Instruction A — According to the FES requirements worksheet, which particle-in-cell tools does the project plan to use?
Instruction B — In the FES requirements worksheet, reproduce the passage that begins at the words "The goal of" and stops after the words "to study them.".

Document section —

-- -- --

Frank Tsung
FES Requirements Worksheet
1.1. Project Information - Large Scale Particle-in-Cell Simulations of Laser Plasma Interactions Relevant to Inertial Fusion En
Document Prepared By |
Frank Tsung |
Project Title |
Large Scale Particle-in-Cell Simulations of Laser Plasma Interactions Relevant to Inertial Fusion En |
Principal Investigator |
Frank Tsung |
Participating Organizations |
UCLA |
Funding Agencies |
DOE SC DOE NSA NSF NOAA NIH Other: |
2. Project Summary & Scientific Objectives for the Next 5 Years
Please give a brief description of your project - highlighting its computational aspect - and outline its scientific objectives for the next 3-5 years. Please list one or two specific goals you hope to reach in 5 years.
The goal of this project is to use state-of-art particle-in-cell tools (such as OSIRIS and UPIC) to study parametric instabilities under conditions relevant to inertial fusion energy (IFE). These instabilities can absorb, deflect, or reflect the laser, and generate hot electrons which can degrades compression. However, it is not enough just to eliminate these interactions because in some exotic schemes, such as shock ignition, the fast electrons creates a shock which can produce an ignition and enhance gain. Therefore, it is critical to gain a thorough understanding of these instabilities instead of simply eliminate them. Because of the highly nonlinear nature of these instabilities (which includes the interaction between waves and particles and waves and other waves), particle-in-cell codes which are based on first principles are best suited to study them.

-- -- --

Collected material —
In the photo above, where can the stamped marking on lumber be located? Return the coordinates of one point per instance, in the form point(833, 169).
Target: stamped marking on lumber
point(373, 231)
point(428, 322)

-- -- --

Output A — OSIRIS and UPIC.

Output B —
The goal of this project is to use state-of-art particle-in-cell tools (such as OSIRIS and UPIC) to study parametric instabilities under conditions relevant to inertial fusion energy (IFE). These instabilities can absorb, deflect, or reflect the laser, and generate hot electrons which can degrades compression. However, it is not enough just to eliminate these interactions because in some exotic schemes, such as shock ignition, the fast electrons creates a shock which can produce an ignition and enhance gain. Therefore, it is critical to gain a thorough understanding of these instabilities instead of simply eliminate them. Because of the highly nonlinear nature of these instabilities (which includes the interaction between waves and particles and waves and other waves), particle-in-cell codes which are based on first principles are best suited to study them.